What is required: Across the whole listing, copy out every line that includes the string "green".

Recorded information:
+ + +

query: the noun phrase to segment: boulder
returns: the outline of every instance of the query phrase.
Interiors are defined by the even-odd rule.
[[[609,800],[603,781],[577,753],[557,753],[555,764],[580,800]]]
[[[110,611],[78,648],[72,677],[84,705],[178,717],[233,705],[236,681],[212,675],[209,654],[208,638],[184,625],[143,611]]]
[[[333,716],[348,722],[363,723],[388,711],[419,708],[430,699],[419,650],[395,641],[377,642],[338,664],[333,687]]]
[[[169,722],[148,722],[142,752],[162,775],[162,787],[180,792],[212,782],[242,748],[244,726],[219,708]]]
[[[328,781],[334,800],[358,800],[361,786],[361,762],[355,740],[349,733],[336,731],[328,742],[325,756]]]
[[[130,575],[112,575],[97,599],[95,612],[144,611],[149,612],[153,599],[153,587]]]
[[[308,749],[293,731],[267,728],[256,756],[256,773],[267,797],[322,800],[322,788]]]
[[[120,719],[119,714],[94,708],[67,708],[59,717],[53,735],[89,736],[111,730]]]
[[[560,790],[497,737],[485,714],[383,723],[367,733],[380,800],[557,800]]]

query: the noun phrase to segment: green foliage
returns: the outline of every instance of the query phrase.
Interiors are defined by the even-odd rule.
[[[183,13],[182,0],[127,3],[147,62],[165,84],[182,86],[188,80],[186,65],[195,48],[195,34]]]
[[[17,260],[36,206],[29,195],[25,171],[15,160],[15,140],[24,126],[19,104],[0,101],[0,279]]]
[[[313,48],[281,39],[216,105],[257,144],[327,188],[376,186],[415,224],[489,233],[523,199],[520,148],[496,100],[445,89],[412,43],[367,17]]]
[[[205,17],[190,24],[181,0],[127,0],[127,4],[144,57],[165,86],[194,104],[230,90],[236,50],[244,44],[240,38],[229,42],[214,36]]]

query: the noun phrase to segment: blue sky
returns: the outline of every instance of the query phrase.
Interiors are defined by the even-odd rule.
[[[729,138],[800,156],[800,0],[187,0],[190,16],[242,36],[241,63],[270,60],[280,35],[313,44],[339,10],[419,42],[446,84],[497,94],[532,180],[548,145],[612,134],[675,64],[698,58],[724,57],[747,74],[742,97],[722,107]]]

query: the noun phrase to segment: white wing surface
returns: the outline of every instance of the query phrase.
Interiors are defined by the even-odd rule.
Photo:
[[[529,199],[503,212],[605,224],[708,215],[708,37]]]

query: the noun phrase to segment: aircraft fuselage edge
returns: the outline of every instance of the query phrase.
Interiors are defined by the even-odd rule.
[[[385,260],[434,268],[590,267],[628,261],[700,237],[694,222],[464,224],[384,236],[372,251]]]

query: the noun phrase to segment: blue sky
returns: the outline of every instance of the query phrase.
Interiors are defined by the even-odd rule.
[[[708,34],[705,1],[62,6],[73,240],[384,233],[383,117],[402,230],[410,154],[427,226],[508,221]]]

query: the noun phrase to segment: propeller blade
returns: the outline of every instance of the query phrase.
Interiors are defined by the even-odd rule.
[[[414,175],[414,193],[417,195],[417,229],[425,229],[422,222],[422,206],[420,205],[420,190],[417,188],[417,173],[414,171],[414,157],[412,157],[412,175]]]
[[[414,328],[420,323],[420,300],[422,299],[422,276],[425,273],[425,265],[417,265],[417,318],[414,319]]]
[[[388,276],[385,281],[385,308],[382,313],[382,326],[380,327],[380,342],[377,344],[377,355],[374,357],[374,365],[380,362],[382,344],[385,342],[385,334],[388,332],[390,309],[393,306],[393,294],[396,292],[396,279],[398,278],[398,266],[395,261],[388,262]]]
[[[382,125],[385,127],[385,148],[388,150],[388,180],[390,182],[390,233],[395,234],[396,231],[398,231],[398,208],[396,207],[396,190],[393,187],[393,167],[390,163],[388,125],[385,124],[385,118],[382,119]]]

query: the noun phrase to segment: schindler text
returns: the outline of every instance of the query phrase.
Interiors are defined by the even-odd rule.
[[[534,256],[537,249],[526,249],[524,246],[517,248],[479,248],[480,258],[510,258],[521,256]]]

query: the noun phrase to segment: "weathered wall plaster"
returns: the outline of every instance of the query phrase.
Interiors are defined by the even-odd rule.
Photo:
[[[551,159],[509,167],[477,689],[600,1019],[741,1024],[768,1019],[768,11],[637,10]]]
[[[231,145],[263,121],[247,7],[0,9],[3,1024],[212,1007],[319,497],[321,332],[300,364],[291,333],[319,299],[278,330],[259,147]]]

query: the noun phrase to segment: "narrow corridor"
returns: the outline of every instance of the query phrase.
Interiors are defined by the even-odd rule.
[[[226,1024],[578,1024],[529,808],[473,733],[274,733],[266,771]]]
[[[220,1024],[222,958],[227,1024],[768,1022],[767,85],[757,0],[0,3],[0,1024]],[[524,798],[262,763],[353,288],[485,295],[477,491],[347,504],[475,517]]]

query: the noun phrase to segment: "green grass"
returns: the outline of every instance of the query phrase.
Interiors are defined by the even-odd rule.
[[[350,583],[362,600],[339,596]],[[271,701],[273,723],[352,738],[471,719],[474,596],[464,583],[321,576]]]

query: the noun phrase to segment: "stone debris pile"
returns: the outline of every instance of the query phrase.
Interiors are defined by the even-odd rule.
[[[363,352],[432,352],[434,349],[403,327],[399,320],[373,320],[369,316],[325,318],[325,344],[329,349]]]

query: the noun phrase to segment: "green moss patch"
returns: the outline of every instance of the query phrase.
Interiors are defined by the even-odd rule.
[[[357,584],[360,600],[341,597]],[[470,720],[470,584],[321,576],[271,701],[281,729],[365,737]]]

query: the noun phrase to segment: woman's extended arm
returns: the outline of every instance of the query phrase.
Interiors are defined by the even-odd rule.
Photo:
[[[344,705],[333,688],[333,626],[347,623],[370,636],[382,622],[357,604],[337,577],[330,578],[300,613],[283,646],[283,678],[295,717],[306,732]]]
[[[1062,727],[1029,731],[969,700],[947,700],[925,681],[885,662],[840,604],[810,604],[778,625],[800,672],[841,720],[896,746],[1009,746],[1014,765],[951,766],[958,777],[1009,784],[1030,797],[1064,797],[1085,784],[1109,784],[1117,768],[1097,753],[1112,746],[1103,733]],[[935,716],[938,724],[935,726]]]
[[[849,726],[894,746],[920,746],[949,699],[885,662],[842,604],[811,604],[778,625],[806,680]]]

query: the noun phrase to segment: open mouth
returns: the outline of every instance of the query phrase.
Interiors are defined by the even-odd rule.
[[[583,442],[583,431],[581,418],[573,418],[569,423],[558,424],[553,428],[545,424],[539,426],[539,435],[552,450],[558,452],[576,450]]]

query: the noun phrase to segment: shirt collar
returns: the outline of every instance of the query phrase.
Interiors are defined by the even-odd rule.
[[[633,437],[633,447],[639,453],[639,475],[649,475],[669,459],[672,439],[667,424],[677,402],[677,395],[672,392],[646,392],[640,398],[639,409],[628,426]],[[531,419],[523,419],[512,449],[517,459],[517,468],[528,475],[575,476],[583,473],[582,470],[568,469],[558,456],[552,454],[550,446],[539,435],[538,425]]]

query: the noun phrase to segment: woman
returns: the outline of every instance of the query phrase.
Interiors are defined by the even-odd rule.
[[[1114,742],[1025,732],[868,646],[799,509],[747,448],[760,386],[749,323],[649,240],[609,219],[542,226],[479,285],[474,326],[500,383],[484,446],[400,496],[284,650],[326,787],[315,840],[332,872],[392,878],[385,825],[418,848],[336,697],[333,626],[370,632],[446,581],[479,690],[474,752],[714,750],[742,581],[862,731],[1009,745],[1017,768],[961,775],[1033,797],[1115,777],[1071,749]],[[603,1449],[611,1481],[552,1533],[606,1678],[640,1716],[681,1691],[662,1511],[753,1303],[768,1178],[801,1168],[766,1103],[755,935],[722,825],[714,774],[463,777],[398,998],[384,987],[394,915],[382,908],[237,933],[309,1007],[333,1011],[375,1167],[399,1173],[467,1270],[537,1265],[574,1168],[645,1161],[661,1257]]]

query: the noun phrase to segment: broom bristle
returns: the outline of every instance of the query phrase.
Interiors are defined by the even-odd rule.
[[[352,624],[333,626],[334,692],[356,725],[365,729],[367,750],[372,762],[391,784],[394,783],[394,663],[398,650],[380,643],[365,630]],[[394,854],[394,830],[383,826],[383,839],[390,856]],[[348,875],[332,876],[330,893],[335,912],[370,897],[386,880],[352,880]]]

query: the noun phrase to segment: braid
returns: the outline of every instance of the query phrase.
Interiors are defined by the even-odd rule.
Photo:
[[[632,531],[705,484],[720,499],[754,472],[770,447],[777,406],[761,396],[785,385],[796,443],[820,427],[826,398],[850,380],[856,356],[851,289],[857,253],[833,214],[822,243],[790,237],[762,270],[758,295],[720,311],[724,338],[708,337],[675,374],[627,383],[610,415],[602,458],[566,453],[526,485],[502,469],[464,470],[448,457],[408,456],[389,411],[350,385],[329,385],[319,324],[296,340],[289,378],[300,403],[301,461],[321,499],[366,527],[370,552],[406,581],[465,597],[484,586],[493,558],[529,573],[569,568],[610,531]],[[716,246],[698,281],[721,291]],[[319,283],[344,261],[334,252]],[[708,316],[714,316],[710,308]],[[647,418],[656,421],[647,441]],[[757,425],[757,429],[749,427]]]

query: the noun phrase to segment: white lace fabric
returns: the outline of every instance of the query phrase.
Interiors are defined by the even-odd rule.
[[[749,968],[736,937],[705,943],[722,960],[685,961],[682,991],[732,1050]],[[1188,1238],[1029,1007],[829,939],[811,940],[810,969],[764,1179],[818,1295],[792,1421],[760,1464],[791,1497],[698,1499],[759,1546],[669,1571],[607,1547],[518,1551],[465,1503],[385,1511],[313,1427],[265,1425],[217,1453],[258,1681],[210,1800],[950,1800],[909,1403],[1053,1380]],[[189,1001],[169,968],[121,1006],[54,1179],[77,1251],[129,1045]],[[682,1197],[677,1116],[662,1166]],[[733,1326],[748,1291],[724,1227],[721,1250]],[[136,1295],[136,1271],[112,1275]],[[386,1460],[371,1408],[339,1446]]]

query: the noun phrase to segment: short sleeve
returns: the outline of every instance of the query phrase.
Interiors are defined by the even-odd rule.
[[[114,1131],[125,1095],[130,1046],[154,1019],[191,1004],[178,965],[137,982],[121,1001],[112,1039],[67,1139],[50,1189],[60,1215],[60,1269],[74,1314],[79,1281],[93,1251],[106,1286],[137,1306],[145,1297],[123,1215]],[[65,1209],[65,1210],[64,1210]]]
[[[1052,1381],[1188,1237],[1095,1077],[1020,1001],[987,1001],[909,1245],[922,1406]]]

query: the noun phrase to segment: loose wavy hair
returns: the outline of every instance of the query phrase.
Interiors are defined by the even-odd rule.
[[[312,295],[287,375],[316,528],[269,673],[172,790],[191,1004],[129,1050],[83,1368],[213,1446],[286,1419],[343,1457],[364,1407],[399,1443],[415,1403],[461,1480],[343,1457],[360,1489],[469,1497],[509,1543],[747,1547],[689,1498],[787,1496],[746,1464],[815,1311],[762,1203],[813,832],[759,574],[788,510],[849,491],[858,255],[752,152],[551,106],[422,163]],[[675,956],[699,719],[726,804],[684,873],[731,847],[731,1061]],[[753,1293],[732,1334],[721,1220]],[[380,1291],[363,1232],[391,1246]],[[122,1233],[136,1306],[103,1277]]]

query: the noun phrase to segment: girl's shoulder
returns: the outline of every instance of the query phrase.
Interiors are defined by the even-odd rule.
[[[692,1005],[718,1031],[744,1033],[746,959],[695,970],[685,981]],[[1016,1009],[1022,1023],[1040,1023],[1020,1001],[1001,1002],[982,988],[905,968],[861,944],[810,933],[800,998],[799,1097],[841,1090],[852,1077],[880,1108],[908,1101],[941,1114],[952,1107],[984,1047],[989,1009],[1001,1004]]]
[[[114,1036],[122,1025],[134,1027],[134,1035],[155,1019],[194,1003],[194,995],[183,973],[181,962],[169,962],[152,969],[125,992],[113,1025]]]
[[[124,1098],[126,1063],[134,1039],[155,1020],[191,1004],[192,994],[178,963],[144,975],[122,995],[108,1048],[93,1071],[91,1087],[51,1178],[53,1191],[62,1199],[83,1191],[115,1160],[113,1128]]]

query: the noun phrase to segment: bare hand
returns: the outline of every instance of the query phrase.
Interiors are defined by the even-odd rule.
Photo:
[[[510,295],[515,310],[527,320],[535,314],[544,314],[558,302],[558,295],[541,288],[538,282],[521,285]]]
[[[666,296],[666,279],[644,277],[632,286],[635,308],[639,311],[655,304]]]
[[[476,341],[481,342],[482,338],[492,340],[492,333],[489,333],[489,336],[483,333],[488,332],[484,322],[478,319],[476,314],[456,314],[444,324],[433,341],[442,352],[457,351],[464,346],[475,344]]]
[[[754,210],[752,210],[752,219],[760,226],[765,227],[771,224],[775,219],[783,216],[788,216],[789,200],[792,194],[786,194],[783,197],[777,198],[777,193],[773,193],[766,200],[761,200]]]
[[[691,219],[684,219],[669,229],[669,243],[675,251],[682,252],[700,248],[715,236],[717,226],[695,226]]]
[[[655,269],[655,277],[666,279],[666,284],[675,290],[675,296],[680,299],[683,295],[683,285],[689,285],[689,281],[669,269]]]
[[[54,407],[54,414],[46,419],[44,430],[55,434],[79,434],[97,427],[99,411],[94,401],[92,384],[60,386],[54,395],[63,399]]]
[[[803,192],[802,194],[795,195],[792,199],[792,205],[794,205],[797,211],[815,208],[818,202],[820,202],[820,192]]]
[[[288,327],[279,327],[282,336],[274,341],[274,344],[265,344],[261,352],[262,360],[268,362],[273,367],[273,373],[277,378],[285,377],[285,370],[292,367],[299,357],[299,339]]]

+ + +

Response:
query: the noun phrase to segment: green foliage
query: the noun phrase to segment: "green grass"
query: the noun phrase to segment: "green moss patch"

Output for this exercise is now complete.